STATED EXERCISE: Reproduce each of the following lines verbatim, with no changes.

MATERIAL SUPPLIED:

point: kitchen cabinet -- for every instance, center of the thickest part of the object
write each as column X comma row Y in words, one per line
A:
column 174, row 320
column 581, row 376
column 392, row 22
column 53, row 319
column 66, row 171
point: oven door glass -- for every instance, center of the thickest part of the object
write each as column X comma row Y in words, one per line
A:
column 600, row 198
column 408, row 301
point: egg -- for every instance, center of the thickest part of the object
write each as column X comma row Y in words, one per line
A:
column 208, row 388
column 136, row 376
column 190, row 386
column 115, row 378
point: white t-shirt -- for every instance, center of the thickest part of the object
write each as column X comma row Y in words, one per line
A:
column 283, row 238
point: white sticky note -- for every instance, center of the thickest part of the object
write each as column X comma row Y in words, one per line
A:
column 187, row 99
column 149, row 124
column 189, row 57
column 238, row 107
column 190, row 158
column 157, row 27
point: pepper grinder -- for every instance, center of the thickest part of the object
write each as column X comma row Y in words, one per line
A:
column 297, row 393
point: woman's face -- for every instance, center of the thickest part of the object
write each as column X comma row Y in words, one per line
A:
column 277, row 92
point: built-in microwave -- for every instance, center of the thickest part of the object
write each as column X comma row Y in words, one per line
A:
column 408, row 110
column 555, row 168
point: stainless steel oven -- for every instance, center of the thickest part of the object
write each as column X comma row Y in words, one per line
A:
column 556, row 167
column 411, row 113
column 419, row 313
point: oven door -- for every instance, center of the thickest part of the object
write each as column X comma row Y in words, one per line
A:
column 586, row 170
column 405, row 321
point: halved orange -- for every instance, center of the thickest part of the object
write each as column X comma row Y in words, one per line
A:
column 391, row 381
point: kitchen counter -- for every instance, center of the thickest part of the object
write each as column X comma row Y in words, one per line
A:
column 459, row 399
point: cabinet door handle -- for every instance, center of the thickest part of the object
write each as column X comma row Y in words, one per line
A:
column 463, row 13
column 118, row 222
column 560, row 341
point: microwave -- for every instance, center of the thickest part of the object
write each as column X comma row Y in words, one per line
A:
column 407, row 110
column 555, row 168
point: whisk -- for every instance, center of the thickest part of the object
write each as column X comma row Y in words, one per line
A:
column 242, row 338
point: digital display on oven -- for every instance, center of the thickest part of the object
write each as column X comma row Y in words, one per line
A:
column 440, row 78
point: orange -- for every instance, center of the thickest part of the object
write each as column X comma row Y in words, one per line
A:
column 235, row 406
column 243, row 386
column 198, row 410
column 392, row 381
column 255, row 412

RESULT FOR THIS EXERCISE:
point: kitchen cabinet -- for every instance, center of the thickest part of the object
write each as column X comma row Y in words, one per line
A:
column 174, row 320
column 581, row 376
column 392, row 22
column 53, row 319
column 66, row 171
point: oven door glass -- for every instance, center of the thickest part of the object
write each as column X comma row Y in words, one per line
A:
column 600, row 198
column 408, row 301
point: egg -- for every instance, center of the thickest part of the object
write each as column X comma row Y in words, one per line
A:
column 208, row 388
column 136, row 376
column 190, row 386
column 115, row 378
point: white t-shirt -- for every instance, center of the thickest part of the object
write each as column X comma row Y in words, one per line
A:
column 283, row 238
point: white sticky note -- for every instance, center of the thickest part of the object
write each as column X comma row Y in words, one per line
A:
column 187, row 99
column 149, row 124
column 189, row 57
column 238, row 107
column 190, row 158
column 157, row 27
point: pepper grinder -- for every instance, center of the thickest part of the object
write each as column X comma row Y in words, one per line
A:
column 297, row 393
point: woman's face -- for every instance, center of the thickest part of the object
write each as column X comma row Y in words, one per line
A:
column 277, row 92
point: built-in microwave -- for every instance, center of the thickest part of the object
write each as column X comma row Y in words, one per line
A:
column 408, row 110
column 555, row 168
point: stainless steel oven -- for every instance, center of the thickest part of the object
write each as column X comma row Y in words, one per line
A:
column 556, row 167
column 411, row 113
column 419, row 313
point: oven door -- for every instance, center of the thickest part of the object
write each as column X comma row Y in words, one per line
A:
column 586, row 170
column 405, row 321
point: halved orange -- for every instance, center of the thickest part of the object
write each as column X comma row Y in words, one per line
A:
column 391, row 381
point: kitchen counter -- for every instance, center of the thickest part of the object
write each as column X comma row Y in words, one per line
A:
column 459, row 399
point: cabinet door handle -- for every instance, center of the thickest part of the object
write each as column X comma row Y in words, one per line
A:
column 463, row 13
column 118, row 222
column 560, row 341
point: microwave -- for every instance, center of the thickest part of the object
write each as column X comma row Y in words, one per line
A:
column 407, row 110
column 555, row 168
point: whisk -- for every instance, center of the thickest part of the object
write each as column X comma row Y in words, one per line
A:
column 242, row 338
point: digital display on oven -- for every instance, center of the thickest part of the object
write each as column X comma row Y in words, one per line
A:
column 440, row 78
point: orange -- for every instance, center of the thickest part of the object
write each as column X comma row Y in words, one per line
A:
column 235, row 406
column 243, row 386
column 198, row 410
column 392, row 381
column 255, row 412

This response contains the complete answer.